- _Goal of the exercise_:
Update the material below so that each "instance" becomes "occurrence", and leave every other character as it is.

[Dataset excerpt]

▼

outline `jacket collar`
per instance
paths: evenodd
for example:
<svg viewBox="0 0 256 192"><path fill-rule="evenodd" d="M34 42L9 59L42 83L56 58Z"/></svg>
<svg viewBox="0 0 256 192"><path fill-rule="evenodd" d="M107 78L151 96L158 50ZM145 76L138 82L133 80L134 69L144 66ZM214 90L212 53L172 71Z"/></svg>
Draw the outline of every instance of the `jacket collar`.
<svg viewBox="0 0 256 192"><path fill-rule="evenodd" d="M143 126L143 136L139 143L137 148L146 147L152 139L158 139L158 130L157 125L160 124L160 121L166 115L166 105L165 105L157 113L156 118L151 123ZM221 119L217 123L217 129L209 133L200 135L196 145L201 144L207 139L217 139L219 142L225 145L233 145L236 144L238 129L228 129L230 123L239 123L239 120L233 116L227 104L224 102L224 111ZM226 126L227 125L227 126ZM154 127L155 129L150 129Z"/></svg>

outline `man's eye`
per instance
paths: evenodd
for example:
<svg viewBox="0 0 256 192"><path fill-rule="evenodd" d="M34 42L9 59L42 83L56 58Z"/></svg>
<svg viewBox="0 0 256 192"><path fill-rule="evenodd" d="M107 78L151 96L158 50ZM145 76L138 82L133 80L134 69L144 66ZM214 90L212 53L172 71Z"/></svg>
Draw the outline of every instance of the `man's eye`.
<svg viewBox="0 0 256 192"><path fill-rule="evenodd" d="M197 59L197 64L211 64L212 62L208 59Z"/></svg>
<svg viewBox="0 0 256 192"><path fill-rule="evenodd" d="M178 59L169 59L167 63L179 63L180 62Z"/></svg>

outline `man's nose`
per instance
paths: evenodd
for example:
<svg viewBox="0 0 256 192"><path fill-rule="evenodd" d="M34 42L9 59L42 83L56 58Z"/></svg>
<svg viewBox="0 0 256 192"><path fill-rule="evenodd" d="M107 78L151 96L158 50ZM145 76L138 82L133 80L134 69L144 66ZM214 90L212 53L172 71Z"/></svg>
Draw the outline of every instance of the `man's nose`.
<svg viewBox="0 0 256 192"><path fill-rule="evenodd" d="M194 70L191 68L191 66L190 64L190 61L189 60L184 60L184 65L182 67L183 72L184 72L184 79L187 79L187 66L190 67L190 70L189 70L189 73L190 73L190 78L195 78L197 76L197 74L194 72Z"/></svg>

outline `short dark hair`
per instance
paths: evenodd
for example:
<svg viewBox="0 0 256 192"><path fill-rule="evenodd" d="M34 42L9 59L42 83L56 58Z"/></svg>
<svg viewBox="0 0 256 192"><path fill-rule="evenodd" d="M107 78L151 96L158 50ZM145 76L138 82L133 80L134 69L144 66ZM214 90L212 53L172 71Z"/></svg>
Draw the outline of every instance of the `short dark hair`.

▲

- _The response_:
outline `jacket collar`
per occurrence
paths: evenodd
for example:
<svg viewBox="0 0 256 192"><path fill-rule="evenodd" d="M34 42L9 59L42 83L56 58Z"/></svg>
<svg viewBox="0 0 256 192"><path fill-rule="evenodd" d="M107 78L151 96L158 50ZM145 76L138 82L133 80L134 69L144 66ZM214 90L212 53L172 71Z"/></svg>
Draw the outline of every occurrence of the `jacket collar`.
<svg viewBox="0 0 256 192"><path fill-rule="evenodd" d="M143 126L143 136L139 143L137 148L146 147L152 139L158 139L158 130L157 125L160 124L160 121L166 115L166 105L165 105L157 113L156 118L151 123ZM221 119L217 123L217 129L209 133L200 135L196 145L201 144L207 139L217 139L219 142L225 145L233 145L236 144L238 129L228 129L230 123L239 123L239 120L233 116L227 104L224 102L224 111ZM226 126L227 125L227 126ZM154 127L155 129L150 129Z"/></svg>

outline `man's eye`
per occurrence
paths: evenodd
for example:
<svg viewBox="0 0 256 192"><path fill-rule="evenodd" d="M34 42L9 59L42 83L56 58Z"/></svg>
<svg viewBox="0 0 256 192"><path fill-rule="evenodd" d="M107 78L151 96L158 50ZM145 76L138 82L133 80L134 69L144 66ZM214 90L212 53L172 71Z"/></svg>
Draw the outline of every occurrence of the `man's eye`.
<svg viewBox="0 0 256 192"><path fill-rule="evenodd" d="M197 59L197 64L211 64L212 62L208 59Z"/></svg>
<svg viewBox="0 0 256 192"><path fill-rule="evenodd" d="M178 59L169 59L167 63L179 63L180 62Z"/></svg>

outline `man's nose`
per occurrence
paths: evenodd
for example:
<svg viewBox="0 0 256 192"><path fill-rule="evenodd" d="M34 42L9 59L42 83L56 58Z"/></svg>
<svg viewBox="0 0 256 192"><path fill-rule="evenodd" d="M107 78L151 96L158 50ZM145 76L138 82L133 80L134 69L144 66ZM214 90L212 53L172 71Z"/></svg>
Draw the outline of every occurrence of the `man's nose`.
<svg viewBox="0 0 256 192"><path fill-rule="evenodd" d="M194 70L191 68L191 66L190 64L190 61L189 60L184 60L184 65L182 67L183 72L184 72L184 79L187 79L187 66L190 67L190 70L189 70L189 73L190 73L190 78L195 78L197 76L197 74L194 72Z"/></svg>

outline `short dark hair`
per occurrence
paths: evenodd
for example:
<svg viewBox="0 0 256 192"><path fill-rule="evenodd" d="M34 42L9 59L42 83L56 58Z"/></svg>
<svg viewBox="0 0 256 192"><path fill-rule="evenodd" d="M107 78L151 96L158 50ZM145 76L138 82L133 80L134 69L144 66ZM214 90L212 53L172 71Z"/></svg>
Draw the outline of every occurrence of the `short dark hair`.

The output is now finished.